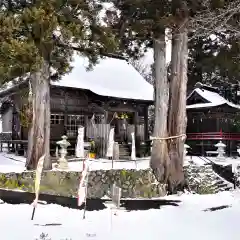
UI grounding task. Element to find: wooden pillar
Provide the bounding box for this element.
[64,92,68,135]
[102,110,110,157]
[134,111,138,139]
[144,106,149,141]
[84,114,88,141]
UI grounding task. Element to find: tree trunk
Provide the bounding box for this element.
[150,33,169,182]
[26,61,52,170]
[168,23,188,193]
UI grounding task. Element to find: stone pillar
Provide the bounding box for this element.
[215,141,226,160]
[57,136,71,169]
[144,106,149,141]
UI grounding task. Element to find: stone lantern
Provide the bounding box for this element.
[57,135,71,169]
[183,144,191,159]
[215,141,226,158]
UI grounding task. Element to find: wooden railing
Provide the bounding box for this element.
[187,132,240,140]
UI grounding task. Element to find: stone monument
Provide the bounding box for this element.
[57,135,71,169]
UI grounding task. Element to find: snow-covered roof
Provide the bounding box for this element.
[52,56,154,101]
[187,88,240,109]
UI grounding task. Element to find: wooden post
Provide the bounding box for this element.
[84,115,88,141]
[144,106,149,141]
[64,92,68,136]
[103,110,109,157]
[134,111,139,156]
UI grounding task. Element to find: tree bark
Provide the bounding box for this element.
[26,61,52,170]
[168,25,188,193]
[150,32,169,182]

------------------------------

Problem to work on: Please reproduce all of the data above word for word, leaving out the pictures.

Answer in full:
UI grounding task. Element to find: wooden pillar
Provide the bounding box for this element.
[64,92,68,135]
[102,110,110,157]
[134,111,138,139]
[144,106,149,141]
[84,114,88,141]
UI grounding task. Element to find: tree trunk
Provide the bounding box for this element.
[150,33,169,182]
[26,61,52,170]
[168,23,188,193]
UI grounding task. Element to find: stone pillar
Provide the bounding box for this element.
[215,141,226,160]
[57,136,71,169]
[144,106,149,141]
UI grounding task. Element to find: stone lantern
Provide the bounding box for this element.
[57,135,71,169]
[183,144,191,159]
[215,141,226,158]
UI grounding task. Element to find: wooden railing
Provide the bounding box for this element.
[187,132,240,140]
UI grounding task. Element to find: stone monument
Provide the bounding box for this element.
[57,135,71,169]
UI grounding task. Element to find: snow-covered roof
Provide the bounding box for this element.
[52,56,154,101]
[187,88,240,109]
UI grounding task. Element to find: wooden post
Provide the bounding box for this element.
[84,115,88,141]
[144,106,149,141]
[64,92,68,136]
[103,110,109,157]
[134,111,139,156]
UI grounding task. Element to find: tree bark
Provide the bounding box for this element.
[26,61,52,170]
[168,25,188,193]
[150,32,169,182]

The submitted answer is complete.